Preparations for calving should start during the breeding season. Have the elk cows that you plan to breed on a rising level of nutrition. This is very important. Feed them as much as they will eat. If they are gaining weight, conception rates will increase. If possible, turn your cows out into fresh pasture – forage is the best for them.
If pastures are light, feed good hay and maybe some grain. Good quality hay has 19% protein. The only grain that should be fed is oats, and maybe some corn. Feed 6-8 lbs per head per day, or 2-3 lbs if there is adequate pasture.
This is a good time to cull poor performing cows – those that won’t conceive, have a history of birthing problems, or that over-mother. The percentage of cows that calve is the single most important economic factor that determines the profitability of your elk farm.
Since gestation is 245 days, remove breeding bulls (e.g., by November 15) to manage calving time. Cows that calve late usually have more problems. Use bulls that are proven breeders. Do a check on their fertility.
Check your cows in mid-December. Put them on hay with 12-14% protein. Provide supplemental mineral – a pound of pellets several times a week. Do not feed grain after the cows are pregnant.
In February and March, examine your cows. You should be able to see some ribs. They should not be fat. Early winter is a good time to give Vision 8 vaccinations as the immunity is transferred to the calves. It is also a good time to do any TB tests.
Two weeks before calving, increase their feed so they produce adequate milk supplies.
Rotate the location of calving each year. Try and have your cows calve on clean ground. This will do much more for disease prevention that any vaccines.
Group your cows for calving. The ideal number to monitor and tag is about 30 cows. If you know breeding dates, group cows by early calving group and by late calving group. There is an advantage to have calves about the same age. This prevents spread of “bugs” and disease. Have heifers calve in a separate group. This will cause less problems and will reduce the risk of older cows stealing the heifer’s calves.
Cows will walk the fence for ten days to two weeks prior to calving. As calving approaches, cows will walk in earnest or even run. During this time, you need to watch cows closely – at least twice a day or every 4 hours. Do a head count.

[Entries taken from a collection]
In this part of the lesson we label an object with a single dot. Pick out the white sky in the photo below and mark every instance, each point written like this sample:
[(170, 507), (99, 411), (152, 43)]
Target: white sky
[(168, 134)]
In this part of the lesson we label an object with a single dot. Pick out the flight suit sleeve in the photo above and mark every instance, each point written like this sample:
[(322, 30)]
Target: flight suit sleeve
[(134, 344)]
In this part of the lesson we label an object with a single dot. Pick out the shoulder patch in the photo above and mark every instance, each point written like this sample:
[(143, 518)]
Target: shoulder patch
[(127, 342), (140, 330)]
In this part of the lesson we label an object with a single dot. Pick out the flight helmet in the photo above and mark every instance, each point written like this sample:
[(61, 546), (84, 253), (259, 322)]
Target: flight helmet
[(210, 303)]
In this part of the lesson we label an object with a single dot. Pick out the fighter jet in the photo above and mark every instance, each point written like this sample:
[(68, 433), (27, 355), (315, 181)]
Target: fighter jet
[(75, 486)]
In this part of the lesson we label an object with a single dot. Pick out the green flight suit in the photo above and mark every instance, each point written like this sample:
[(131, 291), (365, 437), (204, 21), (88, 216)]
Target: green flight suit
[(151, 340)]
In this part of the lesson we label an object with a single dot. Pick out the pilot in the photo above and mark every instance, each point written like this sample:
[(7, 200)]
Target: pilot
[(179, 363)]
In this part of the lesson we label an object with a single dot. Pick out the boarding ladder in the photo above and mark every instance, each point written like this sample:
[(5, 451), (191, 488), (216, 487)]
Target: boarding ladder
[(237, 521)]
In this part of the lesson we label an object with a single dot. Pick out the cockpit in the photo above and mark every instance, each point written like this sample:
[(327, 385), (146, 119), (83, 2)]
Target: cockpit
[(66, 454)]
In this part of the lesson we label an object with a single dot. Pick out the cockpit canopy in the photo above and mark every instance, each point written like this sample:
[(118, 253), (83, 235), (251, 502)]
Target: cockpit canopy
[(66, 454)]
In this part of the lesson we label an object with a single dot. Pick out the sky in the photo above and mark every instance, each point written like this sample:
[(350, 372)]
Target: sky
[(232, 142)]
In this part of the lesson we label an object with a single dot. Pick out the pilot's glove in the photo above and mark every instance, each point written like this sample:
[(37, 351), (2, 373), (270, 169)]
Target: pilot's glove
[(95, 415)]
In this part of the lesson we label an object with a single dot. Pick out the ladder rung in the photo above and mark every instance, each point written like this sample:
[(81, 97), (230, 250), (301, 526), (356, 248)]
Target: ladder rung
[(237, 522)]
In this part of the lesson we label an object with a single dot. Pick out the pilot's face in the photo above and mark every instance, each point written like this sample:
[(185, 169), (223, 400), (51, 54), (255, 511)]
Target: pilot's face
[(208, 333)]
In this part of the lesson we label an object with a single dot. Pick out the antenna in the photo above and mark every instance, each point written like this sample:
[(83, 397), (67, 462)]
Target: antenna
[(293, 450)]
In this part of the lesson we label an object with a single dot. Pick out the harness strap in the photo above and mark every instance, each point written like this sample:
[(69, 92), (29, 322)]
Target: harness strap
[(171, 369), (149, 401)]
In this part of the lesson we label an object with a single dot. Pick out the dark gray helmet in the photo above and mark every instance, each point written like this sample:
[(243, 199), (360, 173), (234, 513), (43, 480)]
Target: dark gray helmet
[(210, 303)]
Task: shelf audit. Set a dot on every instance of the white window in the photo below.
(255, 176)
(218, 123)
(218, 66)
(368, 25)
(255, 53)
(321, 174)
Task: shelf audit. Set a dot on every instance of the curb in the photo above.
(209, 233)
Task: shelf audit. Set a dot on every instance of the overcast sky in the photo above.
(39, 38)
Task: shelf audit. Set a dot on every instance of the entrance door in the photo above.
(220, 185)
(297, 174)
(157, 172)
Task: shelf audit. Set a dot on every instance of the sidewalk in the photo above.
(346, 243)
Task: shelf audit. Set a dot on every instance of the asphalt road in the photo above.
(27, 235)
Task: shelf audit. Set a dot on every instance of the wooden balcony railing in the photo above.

WORK REQUEST: Please return the stretch of the elk calving text from "Since gestation is" up to and including "any TB tests.", copied word for word.

SOLUTION TO THIS EXERCISE:
Since gestation is 245 days, remove breeding bulls (e.g., by November 15) to manage calving time. Cows that calve late usually have more problems. Use bulls that are proven breeders. Do a check on their fertility.
Check your cows in mid-December. Put them on hay with 12-14% protein. Provide supplemental mineral – a pound of pellets several times a week. Do not feed grain after the cows are pregnant.
In February and March, examine your cows. You should be able to see some ribs. They should not be fat. Early winter is a good time to give Vision 8 vaccinations as the immunity is transferred to the calves. It is also a good time to do any TB tests.